-------- TESTO FORNITO

La vita è fatta di attimi rivelatori.
Si dà per istanti, forse troppo brevi, ma luminosi.
Per barlumi, intendo, che, d’improvviso, fendono la quotidiana coltre di grigiore e ti lasciano scolpita dentro l’anima una luce che ogni tanto rischiara salvifica dubbi e incertezze.
Santuario dei Santi Medici, qualche giorno fa. Il caldo è feroce è assedia i numerosi presenti, nonostante le ampie e alte navate.
Volge al termine una celebrazione funebre, si sta dando l’ultimo saluto ad una signora che deve essere stata Angela di nome e di fatto, viste le parole grate che un nipote dice con chiara voce all’altare e quelle commosse che amici sussurrano fra i banchi austeri.
Dopo che nuvole di incenso hanno sfiorato dolcemente il feretro, è giunto il momento di fare le condoglianze ai parenti.
Molti sentono l’umana urgenza di comunicare la condivisione di un dolore che solo chi ha il cuore ferito può capire.
A quel punto, il parroco rettore della Basilica, don Vito Piccinonna, che pure durante l’omelia aveva consegnato ai fedeli parole giuste, quasi sbuffa: “Capisco che vogliate far sentire loro la vostra vicinanza, la vostra solidarietà però solo questo voglio aggiungere. Ditevi un “ti voglio bene” in più finché siete su questa terra, poi verrà il tempo delle preghiere e delle visite al cimitero, ma, finché potete, donatevi quaggiù un abbraccio, una carezza, un gesto d’affetto in più“.
E ripensi a tutte quelle volte in cui avresti voluto gridarle quelle parole e non hai trovato il coraggio di farlo. Lasciando in un colpevole vuoto d’amore, senza sapere perché, un papà, una mamma, un fratello, un amico…
Forse ha proprio ragione don Vito, diciamoci un “ti voglio bene” in più, finché siamo su questa terra, poi verrà il tempo delle preghiere e delle visite al cimitero.
Finché possiamo, doniamoci quaggiù un abbraccio, una carezza, un gesto d’affetto, prima che il rotolio dei giorni tagli il traguardo estremo.

----------------
-------- DATI REGISTRATI

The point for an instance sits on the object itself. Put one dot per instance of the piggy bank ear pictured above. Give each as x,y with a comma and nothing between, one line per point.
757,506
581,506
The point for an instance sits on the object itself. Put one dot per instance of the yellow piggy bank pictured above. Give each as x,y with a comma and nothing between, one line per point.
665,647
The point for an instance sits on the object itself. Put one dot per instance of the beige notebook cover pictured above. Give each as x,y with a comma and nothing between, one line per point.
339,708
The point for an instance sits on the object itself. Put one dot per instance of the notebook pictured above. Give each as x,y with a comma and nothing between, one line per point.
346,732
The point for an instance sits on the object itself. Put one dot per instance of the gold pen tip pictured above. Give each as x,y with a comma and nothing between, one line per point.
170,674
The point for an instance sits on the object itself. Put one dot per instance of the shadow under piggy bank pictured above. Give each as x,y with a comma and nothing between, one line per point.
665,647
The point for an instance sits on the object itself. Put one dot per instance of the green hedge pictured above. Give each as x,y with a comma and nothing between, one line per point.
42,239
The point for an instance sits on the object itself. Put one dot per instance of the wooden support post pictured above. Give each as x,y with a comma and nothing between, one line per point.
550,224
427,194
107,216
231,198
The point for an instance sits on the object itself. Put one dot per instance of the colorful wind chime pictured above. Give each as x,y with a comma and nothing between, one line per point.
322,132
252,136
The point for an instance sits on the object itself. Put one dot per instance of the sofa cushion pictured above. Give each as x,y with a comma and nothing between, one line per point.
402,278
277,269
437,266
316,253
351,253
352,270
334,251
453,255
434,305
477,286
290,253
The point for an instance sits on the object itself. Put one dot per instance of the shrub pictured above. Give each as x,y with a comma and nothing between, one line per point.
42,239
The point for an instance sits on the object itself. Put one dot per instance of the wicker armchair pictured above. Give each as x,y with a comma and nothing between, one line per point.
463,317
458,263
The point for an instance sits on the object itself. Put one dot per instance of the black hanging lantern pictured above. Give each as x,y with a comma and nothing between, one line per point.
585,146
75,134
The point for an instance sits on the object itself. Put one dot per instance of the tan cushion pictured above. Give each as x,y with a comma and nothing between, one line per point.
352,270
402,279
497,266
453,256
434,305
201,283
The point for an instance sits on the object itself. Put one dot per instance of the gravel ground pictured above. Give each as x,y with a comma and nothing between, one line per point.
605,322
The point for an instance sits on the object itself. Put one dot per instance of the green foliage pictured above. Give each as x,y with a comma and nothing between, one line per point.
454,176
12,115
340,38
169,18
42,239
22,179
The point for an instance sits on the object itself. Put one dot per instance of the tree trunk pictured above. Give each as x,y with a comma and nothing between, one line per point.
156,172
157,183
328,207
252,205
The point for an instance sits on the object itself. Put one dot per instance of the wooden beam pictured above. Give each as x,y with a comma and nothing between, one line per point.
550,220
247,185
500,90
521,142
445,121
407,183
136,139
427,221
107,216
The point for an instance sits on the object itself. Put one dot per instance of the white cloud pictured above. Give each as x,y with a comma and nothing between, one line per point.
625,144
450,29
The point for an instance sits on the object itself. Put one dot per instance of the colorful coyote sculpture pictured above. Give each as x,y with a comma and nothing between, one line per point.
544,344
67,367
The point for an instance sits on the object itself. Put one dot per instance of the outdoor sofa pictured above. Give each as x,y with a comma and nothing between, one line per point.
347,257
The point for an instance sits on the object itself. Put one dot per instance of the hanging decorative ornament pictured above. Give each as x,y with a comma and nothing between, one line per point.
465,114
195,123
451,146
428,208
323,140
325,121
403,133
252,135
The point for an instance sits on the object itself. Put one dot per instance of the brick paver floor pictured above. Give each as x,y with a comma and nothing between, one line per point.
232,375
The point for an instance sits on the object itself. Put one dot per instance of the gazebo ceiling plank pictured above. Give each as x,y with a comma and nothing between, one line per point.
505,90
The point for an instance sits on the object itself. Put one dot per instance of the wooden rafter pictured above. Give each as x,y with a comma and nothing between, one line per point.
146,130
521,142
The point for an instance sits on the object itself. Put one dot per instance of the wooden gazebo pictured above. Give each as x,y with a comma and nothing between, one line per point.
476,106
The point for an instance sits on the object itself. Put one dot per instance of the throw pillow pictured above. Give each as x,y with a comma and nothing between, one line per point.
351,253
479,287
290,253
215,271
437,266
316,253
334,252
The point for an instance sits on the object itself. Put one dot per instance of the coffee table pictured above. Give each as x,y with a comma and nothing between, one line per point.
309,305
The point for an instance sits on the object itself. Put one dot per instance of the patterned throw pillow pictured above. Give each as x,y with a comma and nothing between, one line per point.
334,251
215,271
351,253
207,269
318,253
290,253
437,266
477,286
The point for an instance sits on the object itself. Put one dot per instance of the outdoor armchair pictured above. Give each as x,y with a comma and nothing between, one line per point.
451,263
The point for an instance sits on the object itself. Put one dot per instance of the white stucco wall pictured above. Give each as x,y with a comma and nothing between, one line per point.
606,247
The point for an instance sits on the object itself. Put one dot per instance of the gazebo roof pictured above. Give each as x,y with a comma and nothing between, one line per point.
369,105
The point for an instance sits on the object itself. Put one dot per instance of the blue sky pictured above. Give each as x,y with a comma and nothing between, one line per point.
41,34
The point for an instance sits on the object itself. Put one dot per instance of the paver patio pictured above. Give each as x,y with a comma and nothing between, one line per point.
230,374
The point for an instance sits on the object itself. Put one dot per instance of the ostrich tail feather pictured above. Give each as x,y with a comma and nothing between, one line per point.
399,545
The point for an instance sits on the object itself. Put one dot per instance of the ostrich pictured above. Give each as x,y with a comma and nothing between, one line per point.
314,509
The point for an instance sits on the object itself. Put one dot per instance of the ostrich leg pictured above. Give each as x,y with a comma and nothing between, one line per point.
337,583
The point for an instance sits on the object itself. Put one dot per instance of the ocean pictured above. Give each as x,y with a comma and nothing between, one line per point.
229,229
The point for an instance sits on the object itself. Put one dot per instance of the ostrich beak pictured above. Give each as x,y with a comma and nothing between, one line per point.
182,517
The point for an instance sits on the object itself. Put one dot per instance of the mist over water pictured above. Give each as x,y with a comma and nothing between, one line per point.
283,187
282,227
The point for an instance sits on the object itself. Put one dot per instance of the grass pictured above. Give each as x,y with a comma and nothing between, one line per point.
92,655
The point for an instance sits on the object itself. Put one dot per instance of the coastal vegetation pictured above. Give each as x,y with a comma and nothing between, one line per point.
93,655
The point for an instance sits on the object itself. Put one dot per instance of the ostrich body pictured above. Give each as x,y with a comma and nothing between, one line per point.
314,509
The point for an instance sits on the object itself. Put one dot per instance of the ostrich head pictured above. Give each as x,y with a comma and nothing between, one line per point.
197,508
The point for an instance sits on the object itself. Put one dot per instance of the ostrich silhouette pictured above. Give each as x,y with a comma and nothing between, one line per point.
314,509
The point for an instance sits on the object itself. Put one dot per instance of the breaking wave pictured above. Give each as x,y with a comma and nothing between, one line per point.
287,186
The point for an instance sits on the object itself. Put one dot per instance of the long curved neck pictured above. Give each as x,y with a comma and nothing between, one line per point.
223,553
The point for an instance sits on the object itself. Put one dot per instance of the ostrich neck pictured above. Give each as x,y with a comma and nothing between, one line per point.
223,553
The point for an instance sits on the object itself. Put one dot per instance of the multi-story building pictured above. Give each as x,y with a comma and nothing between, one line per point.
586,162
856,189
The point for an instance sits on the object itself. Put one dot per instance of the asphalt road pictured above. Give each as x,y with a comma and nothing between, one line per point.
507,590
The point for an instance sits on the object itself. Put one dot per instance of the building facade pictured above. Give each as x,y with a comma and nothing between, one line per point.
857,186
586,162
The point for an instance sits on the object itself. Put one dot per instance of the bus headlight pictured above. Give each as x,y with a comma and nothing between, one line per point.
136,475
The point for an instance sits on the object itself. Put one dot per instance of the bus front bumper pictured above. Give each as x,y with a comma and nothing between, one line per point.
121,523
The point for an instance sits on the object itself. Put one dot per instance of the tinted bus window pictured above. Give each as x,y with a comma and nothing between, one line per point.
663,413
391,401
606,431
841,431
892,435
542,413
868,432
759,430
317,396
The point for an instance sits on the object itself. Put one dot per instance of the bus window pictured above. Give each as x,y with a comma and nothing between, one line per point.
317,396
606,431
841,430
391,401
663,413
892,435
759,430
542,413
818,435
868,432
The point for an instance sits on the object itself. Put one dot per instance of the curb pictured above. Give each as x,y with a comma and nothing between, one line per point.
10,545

----------------

OBIETTIVO DEL COMPITO: Riassumi il testo fornito in due frasi. Per svolgere il lavoro serve soltanto il testo fornito.

SOLUZIONE DEL COMPITO: Al termine di un funerale al Santuario dei Santi Medici, mentre molti si preparano a fare le condoglianze ai parenti, il parroco rettore don Vito Piccinonna esorta i presenti a dirsi un "ti voglio bene" in più e a donarsi abbracci, carezze e gesti d'affetto finché sono su questa terra. Quelle parole fanno ripensare alle volte in cui non si è trovato il coraggio di dirle a un genitore, a un fratello o a un amico, e portano a concludere che forse don Vito ha ragione.